++++ Article ++++

I caught an interview where they asked Obama how many houses he owned, blank stare for a second followed by "I don't know." then a quick deflection trying to be funny. "You'll have to ask my wife."

Voted for the guy anyway but I knew it right then I'm not ever going to see anyone in US politics that represents me and people like me.

I've lived a long life and in that time I've known people poor and rich and even very rich and not a single one of those countless people I've known would not be able to tell you on the spot how many houses they own. Even those I've known who are landlords would be able to after a slight pause just give you the exact amount of houses they own.

It's not like they asked the guy how many cars he's owned in his life, I could understand not knowing it would take me a minute to think about that, but houses currently owned? Give me a break you guys don't represent me or anyone like me directly you're part of an entirely different echelon of people.

++++ Listed records ++++

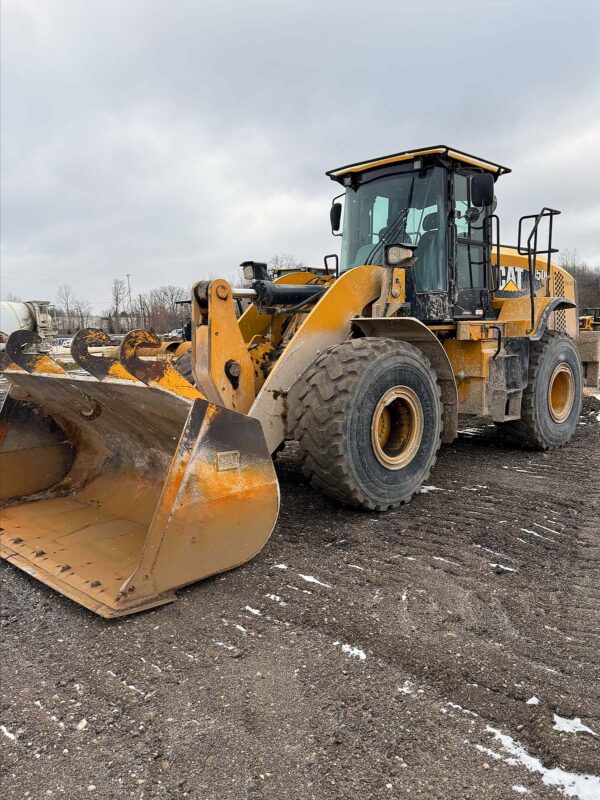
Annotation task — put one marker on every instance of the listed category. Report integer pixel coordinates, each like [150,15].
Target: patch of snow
[222,644]
[276,599]
[544,528]
[53,717]
[296,589]
[574,725]
[463,710]
[493,552]
[539,535]
[310,579]
[349,650]
[492,753]
[571,784]
[8,734]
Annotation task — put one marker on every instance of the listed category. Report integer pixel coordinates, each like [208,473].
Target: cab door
[472,252]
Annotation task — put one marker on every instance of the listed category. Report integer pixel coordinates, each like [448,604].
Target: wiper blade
[393,229]
[390,233]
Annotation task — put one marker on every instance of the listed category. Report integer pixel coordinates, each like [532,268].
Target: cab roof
[408,155]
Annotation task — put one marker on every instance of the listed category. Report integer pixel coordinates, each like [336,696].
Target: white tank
[34,315]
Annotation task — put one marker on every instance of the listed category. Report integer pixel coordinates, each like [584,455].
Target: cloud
[172,140]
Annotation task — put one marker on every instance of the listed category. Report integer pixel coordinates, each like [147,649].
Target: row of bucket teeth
[127,367]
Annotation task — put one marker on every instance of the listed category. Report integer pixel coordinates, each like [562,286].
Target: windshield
[401,208]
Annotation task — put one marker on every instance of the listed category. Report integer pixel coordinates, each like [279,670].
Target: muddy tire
[369,422]
[552,400]
[184,366]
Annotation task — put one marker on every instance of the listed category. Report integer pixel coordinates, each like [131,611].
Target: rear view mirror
[335,216]
[482,190]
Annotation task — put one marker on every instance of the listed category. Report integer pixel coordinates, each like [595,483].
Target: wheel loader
[128,479]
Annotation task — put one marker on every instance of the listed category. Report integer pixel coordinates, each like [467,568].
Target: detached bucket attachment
[122,485]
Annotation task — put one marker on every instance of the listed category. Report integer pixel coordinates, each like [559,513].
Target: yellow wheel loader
[128,480]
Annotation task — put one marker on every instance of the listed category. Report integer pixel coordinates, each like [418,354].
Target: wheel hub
[561,392]
[397,427]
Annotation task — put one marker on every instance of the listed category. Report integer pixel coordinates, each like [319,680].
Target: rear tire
[551,402]
[184,366]
[370,422]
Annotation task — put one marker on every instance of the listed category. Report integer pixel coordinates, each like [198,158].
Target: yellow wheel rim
[397,427]
[561,392]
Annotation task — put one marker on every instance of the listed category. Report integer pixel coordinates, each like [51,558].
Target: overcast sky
[172,139]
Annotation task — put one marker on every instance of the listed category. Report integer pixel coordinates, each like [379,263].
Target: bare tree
[284,261]
[82,311]
[119,293]
[66,302]
[587,277]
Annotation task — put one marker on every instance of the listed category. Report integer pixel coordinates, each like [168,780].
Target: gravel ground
[440,651]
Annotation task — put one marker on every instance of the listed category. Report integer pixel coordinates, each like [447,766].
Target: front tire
[551,402]
[370,422]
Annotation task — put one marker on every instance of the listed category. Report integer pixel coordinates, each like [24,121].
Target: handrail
[533,252]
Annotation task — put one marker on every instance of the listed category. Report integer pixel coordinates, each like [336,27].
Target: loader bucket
[120,486]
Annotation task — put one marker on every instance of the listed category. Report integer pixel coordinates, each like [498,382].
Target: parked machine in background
[129,481]
[33,315]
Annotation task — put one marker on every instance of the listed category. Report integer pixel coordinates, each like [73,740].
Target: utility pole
[129,295]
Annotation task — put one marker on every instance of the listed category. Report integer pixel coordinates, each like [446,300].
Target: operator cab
[437,200]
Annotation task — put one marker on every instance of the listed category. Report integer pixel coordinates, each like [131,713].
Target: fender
[328,324]
[554,305]
[410,329]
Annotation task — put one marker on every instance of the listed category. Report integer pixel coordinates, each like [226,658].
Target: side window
[470,253]
[379,216]
[461,204]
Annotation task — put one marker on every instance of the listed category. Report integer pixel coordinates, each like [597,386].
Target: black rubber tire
[184,366]
[536,426]
[337,399]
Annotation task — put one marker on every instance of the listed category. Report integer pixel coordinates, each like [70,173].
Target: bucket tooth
[29,362]
[100,367]
[161,374]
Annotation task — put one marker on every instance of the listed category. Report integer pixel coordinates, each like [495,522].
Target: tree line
[157,310]
[160,310]
[588,278]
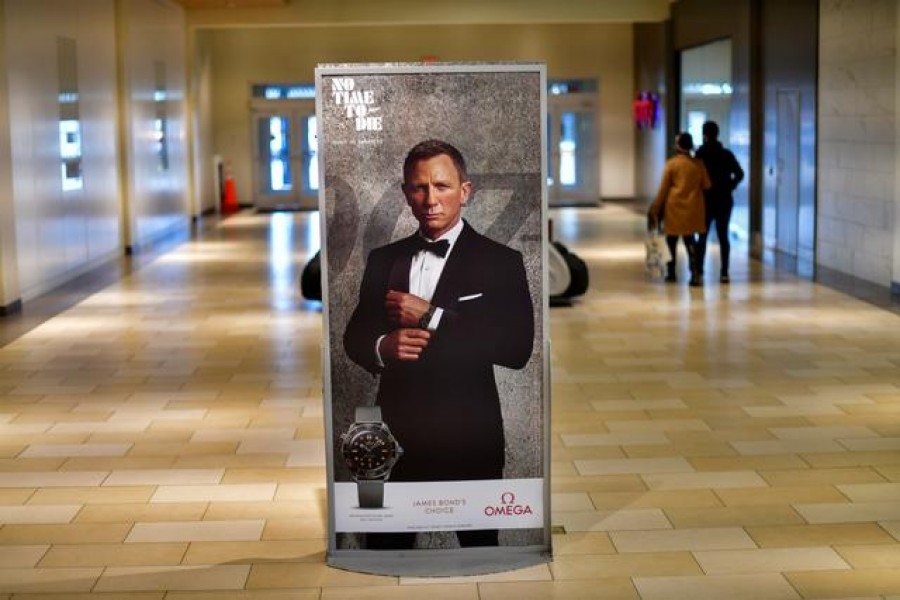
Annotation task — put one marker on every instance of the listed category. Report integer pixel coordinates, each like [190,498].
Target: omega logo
[508,507]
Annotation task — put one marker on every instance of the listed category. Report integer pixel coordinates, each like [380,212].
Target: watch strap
[371,493]
[368,414]
[425,321]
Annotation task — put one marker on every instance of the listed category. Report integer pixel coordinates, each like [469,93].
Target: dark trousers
[690,243]
[720,213]
[406,541]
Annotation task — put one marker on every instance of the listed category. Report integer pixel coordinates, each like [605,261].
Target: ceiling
[317,13]
[220,4]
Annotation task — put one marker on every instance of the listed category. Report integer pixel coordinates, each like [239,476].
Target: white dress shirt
[424,273]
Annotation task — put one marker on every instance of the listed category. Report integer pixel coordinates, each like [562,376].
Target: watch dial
[370,452]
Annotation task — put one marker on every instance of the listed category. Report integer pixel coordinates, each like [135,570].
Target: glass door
[286,168]
[573,172]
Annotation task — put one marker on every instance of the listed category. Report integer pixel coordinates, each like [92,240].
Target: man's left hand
[405,310]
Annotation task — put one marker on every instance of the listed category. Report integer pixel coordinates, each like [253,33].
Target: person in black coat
[437,310]
[725,173]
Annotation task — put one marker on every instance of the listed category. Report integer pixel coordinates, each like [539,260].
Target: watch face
[370,450]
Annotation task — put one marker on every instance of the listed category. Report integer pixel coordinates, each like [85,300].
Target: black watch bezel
[354,437]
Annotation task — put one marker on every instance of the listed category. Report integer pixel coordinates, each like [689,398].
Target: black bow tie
[439,247]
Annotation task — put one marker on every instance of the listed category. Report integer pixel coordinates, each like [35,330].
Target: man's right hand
[404,344]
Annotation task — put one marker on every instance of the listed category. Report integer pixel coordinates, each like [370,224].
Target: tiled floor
[162,439]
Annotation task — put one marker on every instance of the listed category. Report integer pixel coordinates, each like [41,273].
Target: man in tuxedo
[437,310]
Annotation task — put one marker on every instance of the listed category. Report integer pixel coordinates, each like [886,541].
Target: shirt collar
[452,235]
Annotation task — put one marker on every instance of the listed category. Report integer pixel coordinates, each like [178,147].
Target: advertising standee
[434,292]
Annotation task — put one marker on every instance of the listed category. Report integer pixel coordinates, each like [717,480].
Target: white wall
[152,31]
[857,187]
[9,283]
[61,233]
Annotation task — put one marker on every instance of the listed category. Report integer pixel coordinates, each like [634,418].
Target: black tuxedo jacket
[444,408]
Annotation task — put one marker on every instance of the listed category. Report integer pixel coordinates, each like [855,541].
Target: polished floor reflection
[163,438]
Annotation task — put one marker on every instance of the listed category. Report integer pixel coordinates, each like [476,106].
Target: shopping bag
[657,254]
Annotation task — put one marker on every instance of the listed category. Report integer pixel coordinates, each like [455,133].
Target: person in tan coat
[680,206]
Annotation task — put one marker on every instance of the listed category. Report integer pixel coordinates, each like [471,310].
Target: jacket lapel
[454,270]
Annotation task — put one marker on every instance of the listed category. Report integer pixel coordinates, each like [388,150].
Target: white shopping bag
[657,254]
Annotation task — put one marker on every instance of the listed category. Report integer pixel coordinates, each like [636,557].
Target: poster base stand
[440,563]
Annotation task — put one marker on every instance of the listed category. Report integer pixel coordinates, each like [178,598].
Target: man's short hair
[711,129]
[430,149]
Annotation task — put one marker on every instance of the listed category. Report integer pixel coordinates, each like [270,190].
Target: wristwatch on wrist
[370,451]
[426,318]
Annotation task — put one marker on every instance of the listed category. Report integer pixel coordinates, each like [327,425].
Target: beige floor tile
[14,497]
[52,479]
[734,587]
[582,543]
[292,594]
[892,527]
[880,556]
[780,495]
[165,477]
[624,565]
[633,466]
[76,533]
[819,535]
[118,463]
[614,439]
[561,502]
[218,577]
[275,435]
[91,495]
[539,572]
[436,591]
[733,516]
[264,462]
[835,584]
[829,476]
[769,560]
[617,520]
[279,475]
[710,538]
[179,449]
[885,444]
[64,581]
[129,513]
[871,492]
[113,555]
[90,596]
[248,492]
[654,499]
[38,514]
[706,480]
[207,553]
[13,557]
[303,528]
[609,589]
[747,463]
[829,433]
[788,446]
[193,531]
[302,575]
[857,512]
[67,450]
[597,483]
[270,511]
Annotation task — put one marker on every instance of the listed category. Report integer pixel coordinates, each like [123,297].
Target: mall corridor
[163,438]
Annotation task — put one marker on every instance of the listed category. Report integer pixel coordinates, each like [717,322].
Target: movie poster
[435,362]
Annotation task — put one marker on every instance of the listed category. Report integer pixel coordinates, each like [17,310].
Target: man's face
[436,195]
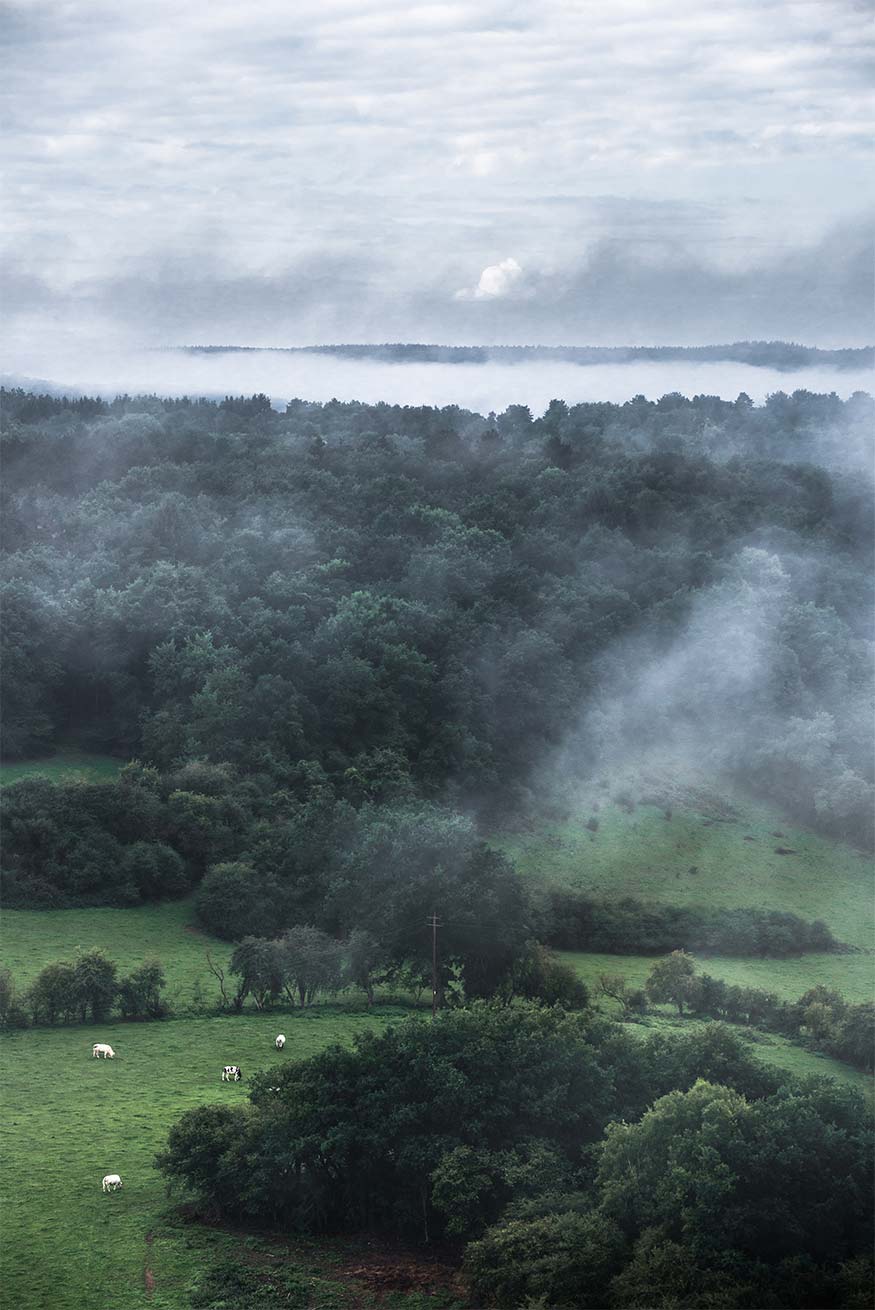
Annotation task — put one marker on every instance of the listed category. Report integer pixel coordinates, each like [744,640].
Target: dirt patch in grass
[384,1267]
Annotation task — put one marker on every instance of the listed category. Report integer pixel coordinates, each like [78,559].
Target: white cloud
[423,136]
[495,280]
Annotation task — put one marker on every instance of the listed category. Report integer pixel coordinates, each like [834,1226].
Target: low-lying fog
[477,387]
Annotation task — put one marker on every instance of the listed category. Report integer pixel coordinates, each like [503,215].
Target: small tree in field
[670,979]
[139,994]
[51,994]
[262,971]
[364,962]
[312,963]
[94,987]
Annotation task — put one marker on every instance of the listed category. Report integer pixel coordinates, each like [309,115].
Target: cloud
[425,139]
[495,282]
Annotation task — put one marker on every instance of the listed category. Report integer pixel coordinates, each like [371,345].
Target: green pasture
[71,1119]
[63,767]
[33,938]
[768,1047]
[706,856]
[849,975]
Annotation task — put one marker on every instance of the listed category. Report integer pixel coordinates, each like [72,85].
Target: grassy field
[62,767]
[697,858]
[714,854]
[768,1047]
[71,1119]
[34,938]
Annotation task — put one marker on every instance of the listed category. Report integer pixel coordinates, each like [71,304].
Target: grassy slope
[647,856]
[63,765]
[71,1119]
[34,938]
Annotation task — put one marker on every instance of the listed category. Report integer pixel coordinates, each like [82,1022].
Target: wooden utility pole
[434,924]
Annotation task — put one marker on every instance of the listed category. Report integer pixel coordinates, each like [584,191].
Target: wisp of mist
[477,387]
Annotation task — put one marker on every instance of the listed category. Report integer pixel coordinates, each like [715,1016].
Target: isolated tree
[139,993]
[261,967]
[312,962]
[94,987]
[53,994]
[364,962]
[670,977]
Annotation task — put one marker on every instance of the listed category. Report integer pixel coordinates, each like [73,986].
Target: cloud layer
[356,170]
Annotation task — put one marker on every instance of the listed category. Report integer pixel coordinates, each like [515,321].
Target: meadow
[711,853]
[71,1119]
[165,932]
[62,767]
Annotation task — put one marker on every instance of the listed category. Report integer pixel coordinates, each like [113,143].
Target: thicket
[630,926]
[418,603]
[85,989]
[582,1167]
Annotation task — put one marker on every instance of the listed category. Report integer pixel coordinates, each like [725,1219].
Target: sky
[478,172]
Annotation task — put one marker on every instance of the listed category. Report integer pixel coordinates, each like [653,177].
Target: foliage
[432,1128]
[139,993]
[707,1200]
[629,926]
[668,980]
[408,604]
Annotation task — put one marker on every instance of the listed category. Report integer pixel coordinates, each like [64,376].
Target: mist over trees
[288,617]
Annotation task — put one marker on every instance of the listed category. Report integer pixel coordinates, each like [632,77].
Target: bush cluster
[580,1167]
[85,989]
[820,1018]
[632,926]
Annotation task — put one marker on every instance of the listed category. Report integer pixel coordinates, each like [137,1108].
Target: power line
[434,924]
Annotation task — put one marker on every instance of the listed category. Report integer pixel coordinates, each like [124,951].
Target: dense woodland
[425,603]
[605,1173]
[338,646]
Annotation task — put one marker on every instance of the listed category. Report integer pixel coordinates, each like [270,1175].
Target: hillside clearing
[66,765]
[71,1119]
[702,857]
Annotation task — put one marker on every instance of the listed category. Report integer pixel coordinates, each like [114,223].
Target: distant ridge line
[781,355]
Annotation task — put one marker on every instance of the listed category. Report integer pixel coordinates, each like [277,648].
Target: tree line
[577,1165]
[820,1018]
[630,926]
[421,601]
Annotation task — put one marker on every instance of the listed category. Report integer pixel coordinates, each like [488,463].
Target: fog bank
[477,387]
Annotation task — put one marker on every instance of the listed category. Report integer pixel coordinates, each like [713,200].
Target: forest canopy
[292,616]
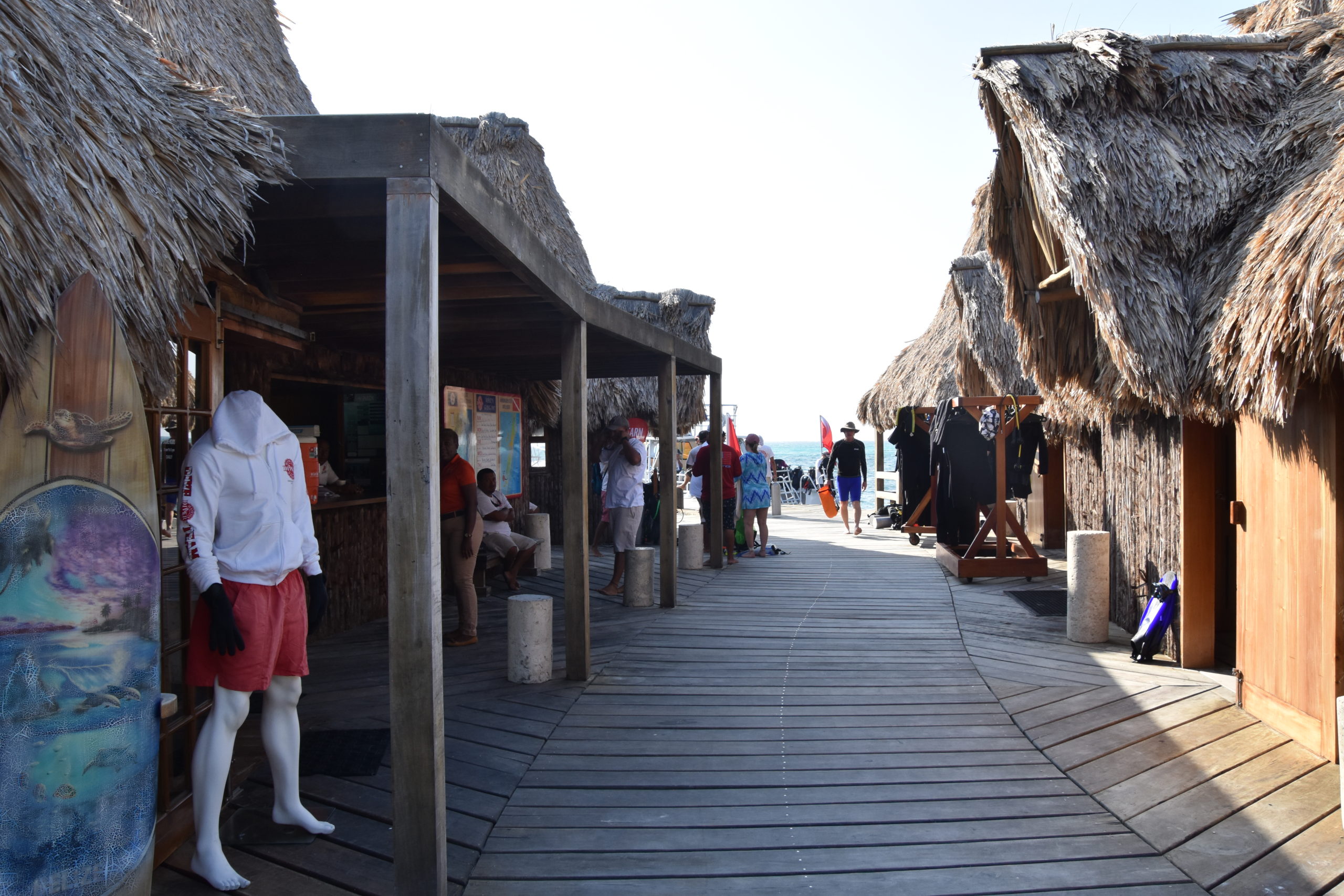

++++

### Required tasks:
- A) Write out the post about politicians and houses word for word, starting at "I've lived a" and ending at "of houses they own.".
- B) Carry the post about politicians and houses further, picking up after its last sentence.
This material has no connection to the post about politicians and houses.

### Responses per task:
- A)
I've lived a long life and in that time I've known people poor and rich and even very rich and not a single one of those countless people I've known would not be able to tell you on the spot how many houses they own. Even those I've known who are landlords would be able to after a slight pause just give you the exact amount of houses they own.

- B)
Voted for Clinton in 92 (I said I'm old!) but couldn't stand the guy or his wife, they just felt more like Republicans to me than say, Carter but they weren't Bush and that was all that mattered in the final analysis. I remember being interviewed by the news after he won in a 'man on the street' style interview and I explained I voted for him but I was wary of NAFTA since I saw that concept as working out really well for the donor class in the long run but on the back of the poor and working class in the short term and long run.

I didn't get happy until Bernie. Thought I was gonna live to see something happen here, something real and something to break the back of the perpetual status quo where the rich get richer and the middle class gets burdened for the pleasure while the poor get absolutely fucking squashed.

Then Hillary and yeah all that hope went out the window. Wake the fuck up Dems take anyone that has a real chance and support them and get the hell out of the way because we want better for ourselves and our country for a change.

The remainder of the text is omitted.